* _What you should do_
Show every line in the entries below that contains the word "metal". Case counts.

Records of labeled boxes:
★ ★ ★ ★ ★

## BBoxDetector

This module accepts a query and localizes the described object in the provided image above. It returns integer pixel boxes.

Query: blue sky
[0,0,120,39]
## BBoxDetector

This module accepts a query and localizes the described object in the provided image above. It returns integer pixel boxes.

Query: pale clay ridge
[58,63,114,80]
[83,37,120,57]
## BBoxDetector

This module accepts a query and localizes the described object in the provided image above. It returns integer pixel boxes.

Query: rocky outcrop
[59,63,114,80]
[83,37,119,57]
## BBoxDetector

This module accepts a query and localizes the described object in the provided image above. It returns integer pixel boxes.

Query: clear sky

★ ★ ★ ★ ★

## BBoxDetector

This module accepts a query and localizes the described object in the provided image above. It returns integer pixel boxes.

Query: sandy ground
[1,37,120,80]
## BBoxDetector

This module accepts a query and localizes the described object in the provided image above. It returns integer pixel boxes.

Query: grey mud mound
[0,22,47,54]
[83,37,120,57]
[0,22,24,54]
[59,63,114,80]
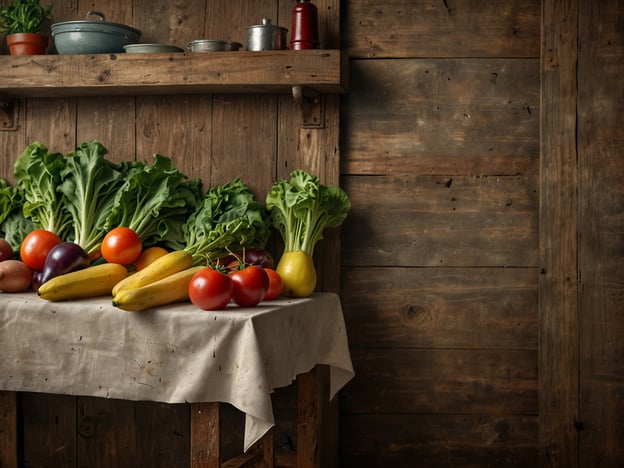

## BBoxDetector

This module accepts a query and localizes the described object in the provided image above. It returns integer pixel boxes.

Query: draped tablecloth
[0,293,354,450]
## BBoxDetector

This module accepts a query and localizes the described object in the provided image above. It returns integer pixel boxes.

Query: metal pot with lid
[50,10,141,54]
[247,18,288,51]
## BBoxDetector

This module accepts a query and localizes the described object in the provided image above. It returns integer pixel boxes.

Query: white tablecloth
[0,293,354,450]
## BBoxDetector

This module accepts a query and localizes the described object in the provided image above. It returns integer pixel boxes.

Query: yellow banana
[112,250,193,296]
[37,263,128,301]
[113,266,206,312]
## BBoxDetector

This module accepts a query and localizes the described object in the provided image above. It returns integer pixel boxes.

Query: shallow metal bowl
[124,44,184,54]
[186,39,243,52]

★ ★ ★ ★ ★

* _Finished task_
Query: metal pot with lid
Query: shallow metal bowl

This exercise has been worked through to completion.